[EXERCISE PROMPT]:
Extract every line of the records below and reproduce each one verbatim.

[Start of DATA RECORDS]

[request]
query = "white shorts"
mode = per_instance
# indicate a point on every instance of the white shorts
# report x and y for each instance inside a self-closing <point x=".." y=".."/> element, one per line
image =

[End of DATA RECORDS]

[ANSWER TO THIS EXERCISE]:
[request]
query = "white shorts"
mode = per_instance
# indicate a point on every instance of the white shorts
# report x and y for each instance inside a self-closing <point x=".." y=".."/> element, one per line
image =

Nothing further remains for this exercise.